(Records from a collection)
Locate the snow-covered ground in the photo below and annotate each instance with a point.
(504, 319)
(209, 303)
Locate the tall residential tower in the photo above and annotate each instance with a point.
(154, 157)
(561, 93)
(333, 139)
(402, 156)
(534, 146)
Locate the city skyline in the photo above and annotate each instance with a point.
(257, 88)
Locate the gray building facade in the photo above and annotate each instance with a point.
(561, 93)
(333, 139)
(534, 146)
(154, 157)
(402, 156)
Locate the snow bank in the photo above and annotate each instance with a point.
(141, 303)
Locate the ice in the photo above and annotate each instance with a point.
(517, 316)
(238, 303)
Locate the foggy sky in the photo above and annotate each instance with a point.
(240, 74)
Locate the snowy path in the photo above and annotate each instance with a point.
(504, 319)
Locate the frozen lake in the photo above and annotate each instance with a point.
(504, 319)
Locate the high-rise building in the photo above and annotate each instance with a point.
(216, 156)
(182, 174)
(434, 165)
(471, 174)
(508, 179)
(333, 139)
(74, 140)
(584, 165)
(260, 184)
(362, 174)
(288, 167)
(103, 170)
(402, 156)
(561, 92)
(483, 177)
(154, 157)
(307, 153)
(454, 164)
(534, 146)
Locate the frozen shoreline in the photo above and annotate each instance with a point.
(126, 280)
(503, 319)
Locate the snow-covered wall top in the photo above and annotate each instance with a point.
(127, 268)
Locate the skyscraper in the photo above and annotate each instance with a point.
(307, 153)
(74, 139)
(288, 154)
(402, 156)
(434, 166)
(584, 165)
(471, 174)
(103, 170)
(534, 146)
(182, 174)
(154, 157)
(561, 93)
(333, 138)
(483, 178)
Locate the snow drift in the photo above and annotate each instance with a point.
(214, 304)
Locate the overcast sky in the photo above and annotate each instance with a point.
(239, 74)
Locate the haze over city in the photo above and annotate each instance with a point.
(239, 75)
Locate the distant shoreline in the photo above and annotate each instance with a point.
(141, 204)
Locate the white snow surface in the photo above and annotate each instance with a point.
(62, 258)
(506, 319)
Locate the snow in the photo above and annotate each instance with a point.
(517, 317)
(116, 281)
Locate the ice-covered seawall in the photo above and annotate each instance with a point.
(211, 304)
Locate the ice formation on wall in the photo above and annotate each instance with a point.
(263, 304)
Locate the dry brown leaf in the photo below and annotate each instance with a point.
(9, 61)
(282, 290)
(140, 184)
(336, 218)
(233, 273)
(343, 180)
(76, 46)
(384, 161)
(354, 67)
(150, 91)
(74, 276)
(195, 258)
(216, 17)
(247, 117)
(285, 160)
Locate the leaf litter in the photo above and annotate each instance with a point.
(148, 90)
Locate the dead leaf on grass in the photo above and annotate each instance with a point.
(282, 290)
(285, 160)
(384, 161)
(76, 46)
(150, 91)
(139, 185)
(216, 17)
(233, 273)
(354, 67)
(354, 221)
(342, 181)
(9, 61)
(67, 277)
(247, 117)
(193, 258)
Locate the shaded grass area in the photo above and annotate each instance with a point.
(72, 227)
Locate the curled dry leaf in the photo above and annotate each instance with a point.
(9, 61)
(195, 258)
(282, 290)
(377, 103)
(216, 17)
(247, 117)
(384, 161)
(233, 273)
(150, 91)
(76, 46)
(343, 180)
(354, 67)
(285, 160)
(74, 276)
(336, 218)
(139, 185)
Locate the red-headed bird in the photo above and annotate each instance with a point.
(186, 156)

§ **Written problem**
Write out all of the records above exactly as they appear.

§ **Correct answer**
Locate the snow-covered ground in the photo below and annotate each instance with a point.
(504, 319)
(209, 303)
Locate the tall residential tower in the photo above and annotate each instance with a point.
(154, 157)
(561, 93)
(333, 139)
(402, 156)
(534, 146)
Locate the city skyline in the photo above and annotate each instance with a point.
(257, 88)
Locate the gray building facade in the photo above and annotate each instance with a point.
(561, 93)
(333, 139)
(534, 146)
(154, 157)
(402, 156)
Locate the snow bank in the photo above and annotate each instance with a point.
(141, 303)
Locate the ice in the photo above and annotate each instance with a point.
(517, 316)
(238, 303)
Locate the foggy sky in the photo above and annotate each instance with a point.
(240, 74)
Locate the snowy path in the photo above and annotate each instance with a point.
(504, 319)
Locate the frozen lake in the photo above and annotate each instance with a point.
(504, 319)
Locate the high-rise building in the photo above and annotate each instance with a point.
(216, 156)
(182, 174)
(434, 165)
(471, 174)
(508, 179)
(333, 139)
(74, 140)
(584, 165)
(260, 184)
(362, 174)
(288, 167)
(103, 170)
(402, 156)
(561, 92)
(483, 177)
(154, 157)
(307, 153)
(454, 164)
(534, 146)
Locate the frozen shoreline in the photo above and annotate each instance with a point.
(126, 280)
(503, 319)
Locate the snow-covered wall top in the photo above and annotate each instance with a point.
(127, 268)
Locate the skyscraper in the photo above and annotate each instance with a point.
(307, 153)
(74, 139)
(288, 154)
(402, 156)
(434, 166)
(584, 165)
(471, 174)
(103, 170)
(534, 146)
(182, 174)
(154, 157)
(561, 93)
(333, 138)
(483, 178)
Locate the snow drift in the photo above and annotate each instance with a point.
(214, 304)
Locate the overcast sky in the photo above and annotate each instance with a point.
(239, 74)
Locate the haze over city in the photo above and annotate each instance with a point.
(239, 75)
Locate the distant shoreline in the photo above and annotate each instance with a point.
(141, 204)
Locate the white snow surface in the photo above and annotate each instance with a point.
(62, 258)
(506, 319)
Locate the snow in the photo above and annotate each instance with a point.
(517, 317)
(116, 281)
Locate the ice-covered seawall in the photo above and annotate each instance with a point.
(211, 304)
Locate the ice formation on wall in the photo above and annotate each instance with a point.
(263, 304)
Locate the dry brown leaf in the photo below and annotate each instance with a point.
(9, 61)
(282, 290)
(140, 184)
(336, 218)
(233, 273)
(343, 180)
(76, 46)
(384, 161)
(354, 67)
(150, 91)
(74, 276)
(195, 258)
(216, 17)
(247, 117)
(285, 160)
Locate the leaf litter in the photo above and annotate each instance with a point.
(148, 90)
Locate the dead leaf on grass in the photo above and annotate each instance with a point.
(282, 290)
(285, 160)
(384, 161)
(76, 46)
(150, 91)
(139, 185)
(216, 17)
(233, 273)
(354, 67)
(354, 221)
(342, 181)
(9, 61)
(67, 277)
(247, 117)
(193, 258)
Locate the shaded grass area in the photo above and annotate each instance with a point.
(72, 227)
Locate the curled dry leaf in the photo above and annotate each instance with a point.
(9, 61)
(195, 258)
(282, 290)
(377, 103)
(216, 17)
(247, 117)
(384, 161)
(233, 273)
(150, 91)
(76, 46)
(343, 180)
(354, 67)
(285, 160)
(74, 276)
(336, 218)
(139, 185)
Locate the red-headed bird in the photo above and annotate each instance with a point.
(186, 156)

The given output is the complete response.